Task to complete:
Copy out, word for word, the whole news report on the Supreme Court and the Myriad Genetics gene patents.

WASHINGTON (Reuters) - The U.S. Supreme Court on Monday set aside a ruling that said Myriad Genetics Inc could patent two genes linked to breast and ovarian cancers, and ordered further review by a lower court in light of a conflicting ruling in a similar case.
The Myriad case has been closely watched by the biotechnology industry, with some insiders suggesting that a ruling against gene patenting could have a devastating effect on future innovation.
That includes the fledgling field of personalized medicine, which depends on genetic tests, such as those developed by Myriad, to match patients with specific therapies.
The justices delayed any action on the ruling by the U.S. Court of Appeals for the Federal Circuit that Myriad has the right to patent two human genes, known as BRCA1 and BRCA2, that account for most inherited forms of breast and ovarian cancers.
The Supreme Court ruled last week in a separate case involving medical diagnostics that companies cannot patent observations about a natural phenomenon. On Monday, it asked the lower court to revisit the Myriad case to view how it may or may not relate to that decision.

Data under study:
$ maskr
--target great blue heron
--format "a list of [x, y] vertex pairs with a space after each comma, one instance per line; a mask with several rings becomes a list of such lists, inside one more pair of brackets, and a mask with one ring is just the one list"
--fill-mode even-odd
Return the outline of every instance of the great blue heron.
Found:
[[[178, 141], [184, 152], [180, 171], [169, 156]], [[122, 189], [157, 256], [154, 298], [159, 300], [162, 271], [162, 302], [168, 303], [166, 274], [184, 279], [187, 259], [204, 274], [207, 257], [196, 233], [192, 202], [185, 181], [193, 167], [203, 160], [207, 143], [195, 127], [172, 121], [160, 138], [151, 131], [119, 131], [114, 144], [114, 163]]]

Exercise answer:
WASHINGTON (Reuters) - The U.S. Supreme Court on Monday set aside a ruling that said Myriad Genetics Inc could patent two genes linked to breast and ovarian cancers, and ordered further review by a lower court in light of a conflicting ruling in a similar case.
The Myriad case has been closely watched by the biotechnology industry, with some insiders suggesting that a ruling against gene patenting could have a devastating effect on future innovation.
That includes the fledgling field of personalized medicine, which depends on genetic tests, such as those developed by Myriad, to match patients with specific therapies.
The justices delayed any action on the ruling by the U.S. Court of Appeals for the Federal Circuit that Myriad has the right to patent two human genes, known as BRCA1 and BRCA2, that account for most inherited forms of breast and ovarian cancers.
The Supreme Court ruled last week in a separate case involving medical diagnostics that companies cannot patent observations about a natural phenomenon. On Monday, it asked the lower court to revisit the Myriad case to view how it may or may not relate to that decision.